Labeled-object pointing entries:
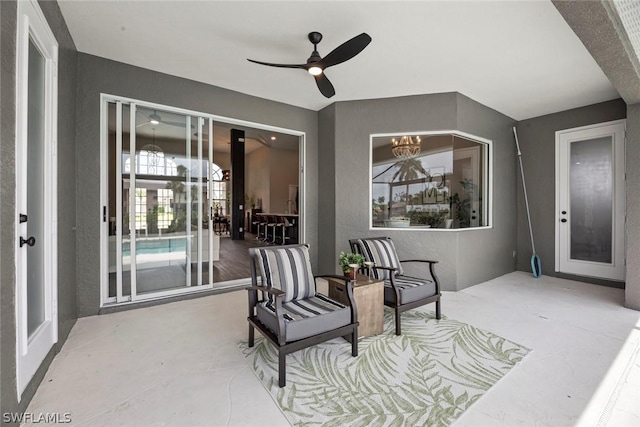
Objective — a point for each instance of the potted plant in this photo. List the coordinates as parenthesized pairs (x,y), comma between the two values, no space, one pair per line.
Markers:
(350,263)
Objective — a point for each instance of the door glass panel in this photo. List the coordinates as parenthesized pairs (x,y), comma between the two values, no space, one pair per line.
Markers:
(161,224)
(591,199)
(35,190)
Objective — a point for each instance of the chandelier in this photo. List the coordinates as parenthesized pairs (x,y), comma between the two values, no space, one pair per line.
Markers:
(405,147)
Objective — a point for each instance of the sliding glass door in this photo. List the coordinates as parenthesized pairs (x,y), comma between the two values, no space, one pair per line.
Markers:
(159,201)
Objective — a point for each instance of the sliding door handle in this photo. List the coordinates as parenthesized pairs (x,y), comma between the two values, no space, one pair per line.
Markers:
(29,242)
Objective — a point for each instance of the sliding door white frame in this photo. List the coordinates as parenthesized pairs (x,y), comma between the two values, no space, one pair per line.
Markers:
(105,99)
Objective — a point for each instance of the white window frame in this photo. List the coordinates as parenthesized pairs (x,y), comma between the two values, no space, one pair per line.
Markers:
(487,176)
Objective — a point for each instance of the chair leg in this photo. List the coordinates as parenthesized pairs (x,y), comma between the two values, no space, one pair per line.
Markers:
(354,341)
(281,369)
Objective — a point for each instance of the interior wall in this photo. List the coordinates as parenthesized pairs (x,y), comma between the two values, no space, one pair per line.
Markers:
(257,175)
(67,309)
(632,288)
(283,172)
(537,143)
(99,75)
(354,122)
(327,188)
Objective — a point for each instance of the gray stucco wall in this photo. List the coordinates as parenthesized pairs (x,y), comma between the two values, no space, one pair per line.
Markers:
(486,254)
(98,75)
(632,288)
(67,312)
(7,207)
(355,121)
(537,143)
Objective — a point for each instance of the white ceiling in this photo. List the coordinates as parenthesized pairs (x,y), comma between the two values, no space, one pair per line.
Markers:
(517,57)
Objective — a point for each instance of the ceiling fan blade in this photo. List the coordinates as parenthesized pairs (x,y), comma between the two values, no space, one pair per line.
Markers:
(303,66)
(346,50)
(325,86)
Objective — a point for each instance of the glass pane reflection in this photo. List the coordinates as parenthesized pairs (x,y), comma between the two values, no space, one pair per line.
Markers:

==

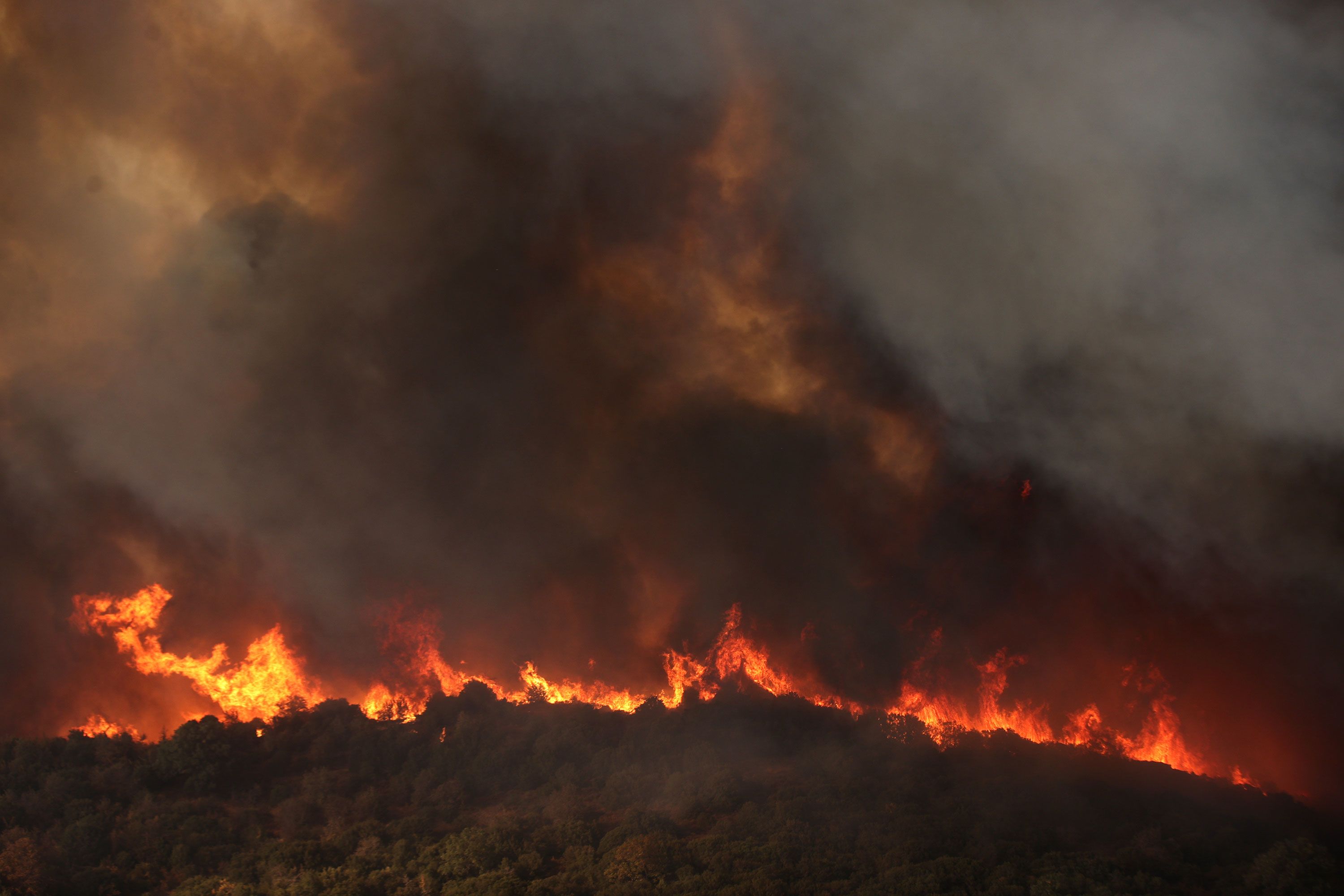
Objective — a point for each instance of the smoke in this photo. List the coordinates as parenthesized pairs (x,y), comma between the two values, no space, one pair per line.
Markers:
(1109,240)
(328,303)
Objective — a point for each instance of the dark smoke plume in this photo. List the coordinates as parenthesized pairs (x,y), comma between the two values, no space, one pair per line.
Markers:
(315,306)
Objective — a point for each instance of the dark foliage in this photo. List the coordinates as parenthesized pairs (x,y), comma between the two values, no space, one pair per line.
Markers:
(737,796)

* [WORK TO COMPLETE]:
Return every line of the records above that contains the string "foliage".

* [ANSWER FOR THIS EXERCISE]:
Objective — a point for each instance of the dark foliage in this photo. List the coordinates as parenthesized pairs (x,y), comma between the two values, no space, one pair per line.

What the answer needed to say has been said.